## WORK TO DO
Please transcribe the listing below in full and word for word, without its pictures.

## INPUT MATERIAL
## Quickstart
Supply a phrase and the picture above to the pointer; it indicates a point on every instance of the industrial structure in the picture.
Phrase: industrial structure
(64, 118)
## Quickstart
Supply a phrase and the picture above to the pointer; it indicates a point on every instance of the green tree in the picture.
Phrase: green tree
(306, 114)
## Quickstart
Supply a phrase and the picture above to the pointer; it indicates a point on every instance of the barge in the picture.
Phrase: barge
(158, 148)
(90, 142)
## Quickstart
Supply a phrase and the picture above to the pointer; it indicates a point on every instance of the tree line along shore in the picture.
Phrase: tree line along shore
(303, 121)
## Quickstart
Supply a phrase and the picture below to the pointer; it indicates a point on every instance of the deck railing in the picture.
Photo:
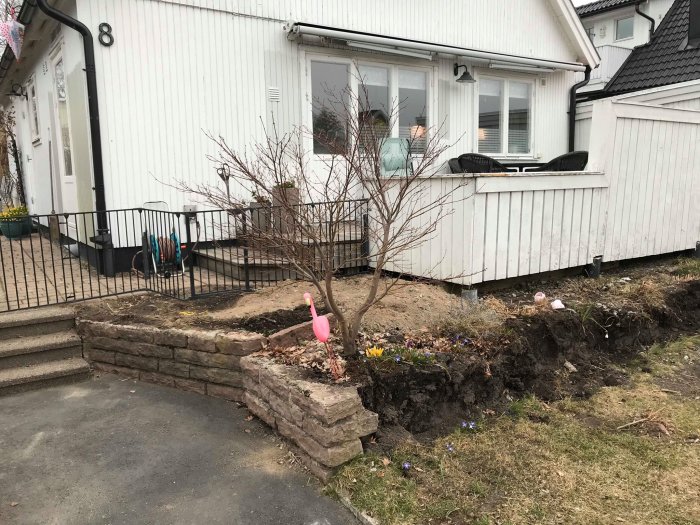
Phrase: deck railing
(61, 258)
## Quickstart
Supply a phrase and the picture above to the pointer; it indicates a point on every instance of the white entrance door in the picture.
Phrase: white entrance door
(64, 160)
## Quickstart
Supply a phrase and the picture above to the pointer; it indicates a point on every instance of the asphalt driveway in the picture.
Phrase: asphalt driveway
(113, 451)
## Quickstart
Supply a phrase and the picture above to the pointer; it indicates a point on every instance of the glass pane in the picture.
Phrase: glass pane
(624, 28)
(413, 108)
(63, 117)
(518, 117)
(329, 92)
(490, 104)
(374, 104)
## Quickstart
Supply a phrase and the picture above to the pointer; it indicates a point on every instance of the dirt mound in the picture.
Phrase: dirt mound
(550, 354)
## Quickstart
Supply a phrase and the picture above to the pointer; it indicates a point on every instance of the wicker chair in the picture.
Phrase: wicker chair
(475, 163)
(574, 161)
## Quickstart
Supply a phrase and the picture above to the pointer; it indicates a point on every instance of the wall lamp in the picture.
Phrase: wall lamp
(18, 91)
(466, 78)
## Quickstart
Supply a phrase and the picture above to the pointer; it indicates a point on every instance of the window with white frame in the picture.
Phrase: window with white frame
(505, 116)
(624, 28)
(384, 90)
(33, 110)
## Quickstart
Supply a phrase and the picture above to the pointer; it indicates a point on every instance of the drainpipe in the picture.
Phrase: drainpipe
(103, 237)
(572, 107)
(652, 22)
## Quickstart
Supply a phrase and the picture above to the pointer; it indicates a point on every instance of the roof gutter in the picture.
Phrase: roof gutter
(93, 109)
(26, 13)
(572, 108)
(652, 22)
(295, 29)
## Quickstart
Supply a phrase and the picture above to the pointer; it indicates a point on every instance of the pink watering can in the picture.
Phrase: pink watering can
(322, 331)
(321, 326)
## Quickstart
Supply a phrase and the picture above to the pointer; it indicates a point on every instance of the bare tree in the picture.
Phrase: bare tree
(9, 181)
(370, 187)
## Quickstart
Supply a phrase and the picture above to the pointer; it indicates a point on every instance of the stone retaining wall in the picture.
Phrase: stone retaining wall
(324, 422)
(206, 362)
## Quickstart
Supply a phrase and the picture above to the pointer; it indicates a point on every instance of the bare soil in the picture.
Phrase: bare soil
(410, 305)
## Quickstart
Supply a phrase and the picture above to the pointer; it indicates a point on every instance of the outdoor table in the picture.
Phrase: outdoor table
(520, 164)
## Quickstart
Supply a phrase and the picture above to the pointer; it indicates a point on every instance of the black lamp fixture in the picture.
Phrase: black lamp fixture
(18, 91)
(466, 78)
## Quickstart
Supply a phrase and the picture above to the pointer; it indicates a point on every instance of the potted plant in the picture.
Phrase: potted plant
(260, 213)
(285, 197)
(15, 222)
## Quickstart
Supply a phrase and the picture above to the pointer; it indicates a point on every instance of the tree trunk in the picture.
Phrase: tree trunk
(18, 169)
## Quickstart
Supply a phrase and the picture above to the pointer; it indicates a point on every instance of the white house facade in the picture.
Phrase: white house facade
(168, 72)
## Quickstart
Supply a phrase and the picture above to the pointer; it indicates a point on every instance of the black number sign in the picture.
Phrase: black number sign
(105, 37)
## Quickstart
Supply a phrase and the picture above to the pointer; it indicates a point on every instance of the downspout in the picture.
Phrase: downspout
(572, 107)
(103, 237)
(652, 22)
(93, 110)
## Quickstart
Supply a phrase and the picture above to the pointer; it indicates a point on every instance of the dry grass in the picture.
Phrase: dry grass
(567, 462)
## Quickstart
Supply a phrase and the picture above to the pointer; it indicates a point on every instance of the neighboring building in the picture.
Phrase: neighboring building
(671, 59)
(615, 28)
(177, 69)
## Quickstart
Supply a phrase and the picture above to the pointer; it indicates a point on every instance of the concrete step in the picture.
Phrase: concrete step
(27, 351)
(36, 321)
(45, 374)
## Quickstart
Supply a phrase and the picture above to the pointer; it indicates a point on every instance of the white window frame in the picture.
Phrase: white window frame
(617, 20)
(33, 112)
(353, 64)
(57, 55)
(505, 103)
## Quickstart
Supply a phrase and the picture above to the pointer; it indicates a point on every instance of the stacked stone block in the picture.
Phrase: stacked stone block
(324, 421)
(206, 362)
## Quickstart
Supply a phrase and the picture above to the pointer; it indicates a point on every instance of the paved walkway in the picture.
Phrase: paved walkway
(113, 451)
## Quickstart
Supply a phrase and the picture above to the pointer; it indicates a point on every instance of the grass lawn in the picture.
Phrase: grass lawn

## ANSWER TO THE PROBLEM
## Quickstart
Supply a phrase and the picture above to the pointer; it indicates a point on every instance of the industrial structure in the picture.
Phrase: industrial structure
(64, 118)
## Quickstart
Supply a phrase and the picture above to the pointer; it indicates a point on every instance of the green tree in the picture.
Phrase: green tree
(306, 114)
## Quickstart
Supply a phrase and the picture above to the pointer; it indicates a point on every instance of the barge in the picture.
Phrase: barge
(158, 148)
(90, 142)
## Quickstart
Supply a phrase and the picture above to the pointer; it indicates a point on every instance of the tree line along shore in the picture.
Phrase: tree line along shore
(303, 121)
## Quickstart
Supply a phrase and the picture below to the pointer; it indicates a point on every instance of the deck railing in the picture.
Photo:
Phrase: deck railing
(61, 258)
## Quickstart
Supply a phrase and the picture above to the pointer; it indicates a point on every instance of the white entrance door in the picture.
Phrase: white entrance door
(64, 160)
## Quickstart
Supply a phrase and the picture above to the pointer; it indicates a point on every instance of the asphalt driveway in the picture.
Phrase: asphalt driveway
(113, 451)
## Quickstart
Supply a phrase and the picture above to the pointer; it indicates a point on every instance of the glass pane in the picture.
Phrase: glass pane
(624, 28)
(413, 108)
(63, 117)
(518, 117)
(329, 92)
(490, 104)
(374, 104)
## Quickstart
Supply a phrase and the picture above to the pointer; it indicates a point on every instance of the dirt mound in the picture.
Phrase: dirt mound
(550, 354)
## Quickstart
Supply a phrase and the picture above to the pointer; it indicates a point on every instance of the wicker chair in the picture.
Phrase: wicker chair
(475, 163)
(574, 161)
## Quickstart
Supply a phrase and the picture above to the pointer; it indicates a point on every instance of the wall lamp in the picture.
Phrase: wall lamp
(18, 91)
(466, 78)
## Quickstart
Supply a phrase and the picture above to the pointer; it indicates a point on every instance of the window with white frame in the picture.
Phrase: window with white frame
(505, 116)
(624, 28)
(384, 90)
(33, 110)
## Quickstart
Supply a phrase and the picture above to the pointer; it indicates a point on every instance of the drainpipe in the picture.
Phrase: drainpipe
(103, 237)
(572, 107)
(652, 22)
## Quickstart
Supply a phrase and the picture above to the pointer; it indicates a point on every instance of the roof gutter in the picture.
Phrase: roof gutter
(93, 109)
(26, 13)
(572, 108)
(652, 22)
(295, 29)
## Quickstart
Supply a phrase and the picture above to the pointer; it indicates a point on every instance of the pink watering can in the picture.
Phrase: pink watering can
(322, 331)
(321, 326)
## Quickstart
Supply a phrase and the picture above to the pointer; it indicates a point on every instance of the bare tree in the picture.
Phrase: bare tree
(9, 181)
(370, 187)
## Quickstart
Supply a phrase and the picture above to the pointer; it indicates a point on every instance of the stone retaining wall in the picture.
Phrase: stone retaining wall
(324, 422)
(206, 362)
## Quickstart
Supply a phrase and the picture above to the pointer; it indicates a point on every instance of the bare soil in the picture.
Phrase: bare soil
(410, 305)
## Quickstart
Supply a phrase and the picture above to the pointer; it indicates a point on every instance of the outdoor table in the picture.
Phrase: outdoor table
(520, 164)
## Quickstart
Supply a phrase and the picture above to the pointer; it indicates a point on every instance of the black lamp fixture in the picture.
Phrase: black lamp fixture
(18, 91)
(466, 78)
## Quickstart
Supply a phrase and the picture above to the pointer; it indicates a point on every instance of the potted plant in the picture.
Phrase: potted plant
(260, 213)
(285, 197)
(15, 222)
## Quickstart
Supply a phrase and the picture above to the pointer; it indicates a point on every instance of the tree trunk in the picture.
Phrase: tree trunk
(18, 169)
## Quickstart
Supply a phrase and the picture above to the pointer; it indicates a point on every instance of the white house facade in the picture.
Phrase: white house facade
(168, 72)
## Quickstart
Supply a phrase and the picture above to the pointer; it indicates a point on every instance of the black number sign in the picture.
Phrase: black number sign
(105, 37)
## Quickstart
Supply a phrase and the picture above to the pointer; it indicates a point on every instance of the downspout in the picture.
Phrase: downspout
(572, 107)
(103, 237)
(652, 22)
(93, 110)
## Quickstart
Supply a phrase and the picture above to the pointer; it indicates a point on every instance of the dry grass in the picture.
Phrase: dry grass
(567, 462)
## Quickstart
Supply a phrase and the picture above to the pointer; it indicates a point on every instance of the neighboring building in the picture.
Phrase: neighboring building
(671, 59)
(615, 28)
(177, 69)
## Quickstart
Supply a phrase and the picture above to the pointer; it indicates a point on every instance of the concrete step in the picture.
Phrase: concrete step
(27, 351)
(36, 321)
(45, 374)
## Quickstart
Supply a phrase and the picture above to the pointer; it indicates a point on every instance of the white window frame in the picture.
Phrase: white window frame
(617, 20)
(33, 112)
(353, 64)
(57, 55)
(505, 103)
## Quickstart
Supply a phrase and the picture above to the pointer; it indicates a point on every instance of the stacked stone block in the picture.
Phrase: stacked stone block
(324, 421)
(206, 362)
## Quickstart
Supply a phrase and the picture above to the pointer; it indicates a point on every instance of the paved walkway in the picture.
Phrase: paved walkway
(113, 451)
## Quickstart
Supply a phrase and the picture above to the pointer; it indicates a point on every instance of the grass lawn in the picture.
Phrase: grass lawn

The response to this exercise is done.